▸ Ćwiczenia:
**a.** Dlaczego autor fragmentu z pytaniami o interpunkcję zastanawia się nad przecinkami w zdaniu „Czy mnie kurwa rozumiesz?!”? Odpowiedz w jednym lub dwóch zdaniach.
**b.** Wypisz wszystkie przecinki, które autor fragmentu z pytaniami o interpunkcję uznaje za być może zbędne. Przy każdym podaj słowo, po którym stoi.
**c.** Podejmij fragment z pytaniami o interpunkcję i pisz dalej, zaczynając zaraz po jego ostatnim zdaniu.

▸ Fragment tekstu:
++++++

Będzie umilała życie w jednym z naszych burdeli, a jak się zużyje (przecinek?) też pokroimy ją na kawałki.

Czy mnie kurwa rozumiesz?! – nie mam pewności, ale chyba to wtrącenie też oddzielamy przecinkami (?)

Oddam, tylko jej nie krzywdź (przecinek?) proszę! – skamlał, cały się trzęsąc.

 

 

Salvatorea Moretti zwano w półświatku „Il Vecchio”, co znaczy Stary.

Salvatorea Moretti jakby się trochę uspokoił, patrzył z obrzydzeniem na jego zmoczone w kroku spodnie. – tu mam zapytanie, czy na pewno i w Mianowniku i w Bierniki ta sama forma imienia i nazwiska? – czy one są nieodmienne?

 

Ale pamięć bywa zawodna, a ja chcę (przecinek?) abyś myślał o tym cały czas.

Wyrzucili go pod mostem, asfalt był mokry (przecinek?) pokryty kałużami.

Stare (przecinek?) dziurawe namioty, (zbędny przecinek?) wyrastały wzdłuż ulicy pośród pudeł i śmieci.

– To żeś słabo na tym wyszedł (brak kropki w dialogu?) – Cole prychnął śmiechem, ukazując wielkie żółte zęby.

– Przez mądrość, (zbędny przecinek?) jesteś bezdomny i mieszkasz w dziurawym namiocie pod mostem. – gramatyczny – TA w Bierniku brzmi: TĘ

Stał by się sławny, a grubas nie odważy się go tknąć. – ort. – razem?

Przesadnie uprzejmy pracownik korporacji, podkładał mu pod nos kolejne dokumenty. – zbędny przecinek?

Rudy lekarz (przecinek?) patrząc przekrwionymi oczami, wypytywał o wszelkie możliwe choroby (przecinek?) jakie Vinc przeszedł i te, których nigdy nie miał.

Badane tkanki na testy zgodności, zostawili na koniec. Tego dnia, to było wszystko. – zbędne oba przecinki?

Na scenę luźnym (przecinek?) lekkim krokiem wbiega prezenter.

Za robo kamerami (przecinek?) na wielkich telebimach niewidocznych dla widzów oglądających TV, zapalają się komunikaty: (…)

++++++

▸ Dostarczone dane:
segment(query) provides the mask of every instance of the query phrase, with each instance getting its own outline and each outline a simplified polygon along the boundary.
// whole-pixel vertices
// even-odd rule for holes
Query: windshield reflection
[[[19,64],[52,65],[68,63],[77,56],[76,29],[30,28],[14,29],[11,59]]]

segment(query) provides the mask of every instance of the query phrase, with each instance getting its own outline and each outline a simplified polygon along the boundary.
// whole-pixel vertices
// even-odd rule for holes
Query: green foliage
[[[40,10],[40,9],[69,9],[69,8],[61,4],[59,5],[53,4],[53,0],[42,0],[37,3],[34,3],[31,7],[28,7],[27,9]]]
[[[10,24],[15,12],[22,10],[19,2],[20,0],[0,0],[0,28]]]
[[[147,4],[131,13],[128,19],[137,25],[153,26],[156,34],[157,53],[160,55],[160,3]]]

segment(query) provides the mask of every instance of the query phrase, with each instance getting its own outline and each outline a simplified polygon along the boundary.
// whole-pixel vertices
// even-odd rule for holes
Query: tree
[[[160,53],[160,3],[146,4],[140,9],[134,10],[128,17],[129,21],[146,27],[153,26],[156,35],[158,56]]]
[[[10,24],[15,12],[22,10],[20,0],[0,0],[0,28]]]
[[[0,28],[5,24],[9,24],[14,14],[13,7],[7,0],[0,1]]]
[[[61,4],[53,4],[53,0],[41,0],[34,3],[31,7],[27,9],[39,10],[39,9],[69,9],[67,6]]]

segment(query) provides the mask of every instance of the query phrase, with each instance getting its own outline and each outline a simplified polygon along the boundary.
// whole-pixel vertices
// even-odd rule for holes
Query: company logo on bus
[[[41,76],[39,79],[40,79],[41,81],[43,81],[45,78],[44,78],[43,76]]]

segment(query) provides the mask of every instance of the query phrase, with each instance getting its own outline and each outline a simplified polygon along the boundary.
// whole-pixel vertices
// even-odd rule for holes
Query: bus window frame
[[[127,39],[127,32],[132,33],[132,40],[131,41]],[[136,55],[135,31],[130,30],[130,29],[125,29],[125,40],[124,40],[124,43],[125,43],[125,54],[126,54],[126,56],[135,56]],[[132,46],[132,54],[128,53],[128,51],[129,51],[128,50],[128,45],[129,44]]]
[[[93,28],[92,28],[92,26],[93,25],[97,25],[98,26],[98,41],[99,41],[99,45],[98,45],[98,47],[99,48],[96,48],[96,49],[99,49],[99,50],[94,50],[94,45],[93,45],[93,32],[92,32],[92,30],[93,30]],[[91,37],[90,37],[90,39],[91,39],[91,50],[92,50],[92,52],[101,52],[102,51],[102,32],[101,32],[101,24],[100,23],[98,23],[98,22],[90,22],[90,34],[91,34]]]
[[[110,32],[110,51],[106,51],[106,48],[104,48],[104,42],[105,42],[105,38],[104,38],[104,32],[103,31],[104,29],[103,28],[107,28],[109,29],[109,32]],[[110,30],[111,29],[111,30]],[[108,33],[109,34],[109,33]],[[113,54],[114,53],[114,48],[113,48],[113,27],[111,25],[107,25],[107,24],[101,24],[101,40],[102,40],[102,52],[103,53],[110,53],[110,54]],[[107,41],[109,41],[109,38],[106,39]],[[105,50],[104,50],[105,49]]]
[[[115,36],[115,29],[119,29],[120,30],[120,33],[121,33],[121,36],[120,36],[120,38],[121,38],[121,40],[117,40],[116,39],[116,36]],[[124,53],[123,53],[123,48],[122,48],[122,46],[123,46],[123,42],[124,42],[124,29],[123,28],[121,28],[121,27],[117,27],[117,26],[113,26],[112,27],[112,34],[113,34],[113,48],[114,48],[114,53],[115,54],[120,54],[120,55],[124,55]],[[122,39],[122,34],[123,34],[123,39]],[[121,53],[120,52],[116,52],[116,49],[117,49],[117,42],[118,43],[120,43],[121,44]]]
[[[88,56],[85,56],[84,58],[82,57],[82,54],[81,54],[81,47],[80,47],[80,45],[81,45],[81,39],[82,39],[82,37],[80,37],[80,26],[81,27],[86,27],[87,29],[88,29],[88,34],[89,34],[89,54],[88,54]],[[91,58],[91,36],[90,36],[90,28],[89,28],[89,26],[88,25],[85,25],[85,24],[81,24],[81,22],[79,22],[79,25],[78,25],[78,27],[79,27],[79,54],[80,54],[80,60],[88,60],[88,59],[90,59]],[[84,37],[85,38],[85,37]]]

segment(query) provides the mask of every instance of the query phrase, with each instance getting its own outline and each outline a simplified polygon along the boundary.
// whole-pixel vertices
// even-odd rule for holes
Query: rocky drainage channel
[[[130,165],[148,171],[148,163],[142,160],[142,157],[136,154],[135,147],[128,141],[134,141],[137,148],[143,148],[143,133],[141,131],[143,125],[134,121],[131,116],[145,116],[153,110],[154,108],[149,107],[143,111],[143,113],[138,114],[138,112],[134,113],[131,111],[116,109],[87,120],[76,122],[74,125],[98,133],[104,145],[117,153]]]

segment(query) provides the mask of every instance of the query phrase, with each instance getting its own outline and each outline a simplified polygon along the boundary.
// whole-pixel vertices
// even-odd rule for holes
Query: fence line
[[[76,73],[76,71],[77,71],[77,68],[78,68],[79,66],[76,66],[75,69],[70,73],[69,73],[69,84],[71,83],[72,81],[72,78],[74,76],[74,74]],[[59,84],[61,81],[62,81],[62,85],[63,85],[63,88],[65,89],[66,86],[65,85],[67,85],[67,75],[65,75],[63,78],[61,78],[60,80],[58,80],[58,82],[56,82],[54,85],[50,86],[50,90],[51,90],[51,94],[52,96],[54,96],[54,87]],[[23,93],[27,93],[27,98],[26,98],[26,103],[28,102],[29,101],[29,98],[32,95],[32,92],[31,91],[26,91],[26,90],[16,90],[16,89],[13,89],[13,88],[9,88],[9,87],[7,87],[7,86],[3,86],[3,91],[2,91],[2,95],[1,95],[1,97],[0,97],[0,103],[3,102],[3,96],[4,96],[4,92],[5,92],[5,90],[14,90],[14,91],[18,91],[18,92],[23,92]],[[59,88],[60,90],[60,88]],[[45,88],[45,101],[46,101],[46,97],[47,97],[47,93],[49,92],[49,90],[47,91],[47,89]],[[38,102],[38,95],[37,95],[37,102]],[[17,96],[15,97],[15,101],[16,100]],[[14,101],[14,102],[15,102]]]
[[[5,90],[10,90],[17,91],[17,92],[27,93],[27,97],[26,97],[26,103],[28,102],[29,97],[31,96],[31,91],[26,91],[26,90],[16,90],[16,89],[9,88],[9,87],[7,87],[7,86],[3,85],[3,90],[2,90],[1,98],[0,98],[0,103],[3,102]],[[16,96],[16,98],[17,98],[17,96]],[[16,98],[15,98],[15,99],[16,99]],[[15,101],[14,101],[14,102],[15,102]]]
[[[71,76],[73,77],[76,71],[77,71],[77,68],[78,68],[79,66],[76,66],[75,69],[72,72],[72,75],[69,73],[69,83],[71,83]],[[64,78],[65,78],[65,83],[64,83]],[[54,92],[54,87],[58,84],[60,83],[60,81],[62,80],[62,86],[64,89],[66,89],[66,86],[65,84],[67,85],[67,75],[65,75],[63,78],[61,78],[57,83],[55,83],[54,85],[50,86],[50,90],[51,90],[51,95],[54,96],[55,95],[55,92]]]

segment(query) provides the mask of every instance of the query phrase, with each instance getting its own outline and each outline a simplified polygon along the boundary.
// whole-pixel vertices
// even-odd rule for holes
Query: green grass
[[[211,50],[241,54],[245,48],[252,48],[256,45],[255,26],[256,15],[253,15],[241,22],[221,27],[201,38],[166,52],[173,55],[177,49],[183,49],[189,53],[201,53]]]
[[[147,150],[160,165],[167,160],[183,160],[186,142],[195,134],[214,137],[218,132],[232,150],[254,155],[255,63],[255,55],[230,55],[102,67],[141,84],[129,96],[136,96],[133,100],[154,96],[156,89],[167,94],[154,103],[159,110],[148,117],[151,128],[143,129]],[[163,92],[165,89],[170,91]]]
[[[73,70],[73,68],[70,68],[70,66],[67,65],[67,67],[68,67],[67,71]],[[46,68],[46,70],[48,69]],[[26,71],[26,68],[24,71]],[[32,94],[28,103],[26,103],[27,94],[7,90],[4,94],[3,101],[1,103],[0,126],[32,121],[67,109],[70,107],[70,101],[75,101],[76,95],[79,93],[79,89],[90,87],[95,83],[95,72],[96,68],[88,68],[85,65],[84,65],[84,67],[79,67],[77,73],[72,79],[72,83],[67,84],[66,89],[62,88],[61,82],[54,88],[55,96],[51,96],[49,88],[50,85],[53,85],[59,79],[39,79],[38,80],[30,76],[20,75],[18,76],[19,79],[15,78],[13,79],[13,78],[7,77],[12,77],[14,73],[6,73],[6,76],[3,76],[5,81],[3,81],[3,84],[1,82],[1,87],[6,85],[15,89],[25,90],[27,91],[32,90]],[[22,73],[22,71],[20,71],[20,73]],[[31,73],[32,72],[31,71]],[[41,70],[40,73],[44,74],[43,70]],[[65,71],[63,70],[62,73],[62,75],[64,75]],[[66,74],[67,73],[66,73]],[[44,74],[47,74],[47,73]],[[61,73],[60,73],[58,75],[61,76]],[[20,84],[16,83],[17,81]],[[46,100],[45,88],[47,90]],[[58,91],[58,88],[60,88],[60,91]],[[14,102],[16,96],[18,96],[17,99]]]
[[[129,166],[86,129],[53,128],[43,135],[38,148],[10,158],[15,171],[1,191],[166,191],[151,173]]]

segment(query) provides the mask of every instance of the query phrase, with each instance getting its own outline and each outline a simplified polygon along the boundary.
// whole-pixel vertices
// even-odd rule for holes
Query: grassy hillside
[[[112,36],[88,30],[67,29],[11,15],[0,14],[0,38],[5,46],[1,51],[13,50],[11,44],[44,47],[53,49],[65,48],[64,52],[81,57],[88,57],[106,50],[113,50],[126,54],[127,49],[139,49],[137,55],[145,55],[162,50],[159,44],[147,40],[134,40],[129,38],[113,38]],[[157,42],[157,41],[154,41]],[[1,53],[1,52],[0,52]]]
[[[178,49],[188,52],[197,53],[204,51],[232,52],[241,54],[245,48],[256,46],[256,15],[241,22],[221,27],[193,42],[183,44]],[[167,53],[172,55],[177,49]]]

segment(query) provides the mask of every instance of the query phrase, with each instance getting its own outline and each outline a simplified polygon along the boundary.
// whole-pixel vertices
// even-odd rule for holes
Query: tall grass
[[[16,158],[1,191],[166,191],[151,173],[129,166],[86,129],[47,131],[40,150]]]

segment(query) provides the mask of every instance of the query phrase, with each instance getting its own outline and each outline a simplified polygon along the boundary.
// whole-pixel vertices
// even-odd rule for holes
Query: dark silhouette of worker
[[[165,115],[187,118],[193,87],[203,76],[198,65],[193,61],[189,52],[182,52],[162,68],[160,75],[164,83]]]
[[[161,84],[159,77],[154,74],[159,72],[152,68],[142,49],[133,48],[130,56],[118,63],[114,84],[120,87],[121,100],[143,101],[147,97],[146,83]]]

++++++

▸ Rozwiązane zadania:
**a.** Autor uważa słowo „kurwa” w tym zdaniu za wtrącenie. Przypuszcza, choć nie jest tego pewien, że wtrącenie również oddziela się przecinkami.

**b.**
1. po „namioty” (w zdaniu „Stare dziurawe namioty, wyrastały…”)
2. po „mądrość” (w zdaniu „Przez mądrość, jesteś bezdomny…”)
3. po „korporacji” (w zdaniu „Przesadnie uprzejmy pracownik korporacji, podkładał…”)
4. po „zgodności” (w zdaniu „Badane tkanki na testy zgodności, zostawili na koniec.”)
5. po „dnia” (w zdaniu „Tego dnia, to było wszystko.”)

**c.**
Rozchylona kusa kurtka, jakiej nie powstydził by się John Trawolta w „Saturday Night Fever”, ukazuje nagi pępek przebity kolczykiem i łańcuch z ogromną literą „M” wiszący na bezwłosej klacie. – ort. – razem?

– Proszę nie regulować odbiorników – mówi luzackim (przecinek?) zabawnym tonem.

– Wiecie (przecinek?) co powiedział gość, który wygrał ostatnio nasz turniej?

Jakiś facet krzyczy z publiki: Nie wiemy!.

– Mówię mu: Pana odpowiedź jest poprawna! Wygrał pan milion dolarów!. A on na to: O rany, nie wierze (literówka?) (przecinek?) co teraz?!. Odpowiedziałem zgodnie z prawdą: Teraz reklamy, a potem zresetujemy panu pamięć!!. – w całym tekście, także w tym fragmencie, trzeba usunąć kropki po wykrzyknikach

 

– Czas przedstawić uczestników dzisiejszego show – krzyczy. – wykrzyknik przy krzyku?

– Kolejny to Terrence Vaughn(przecinek albo myślnik?) emerytowany geolog.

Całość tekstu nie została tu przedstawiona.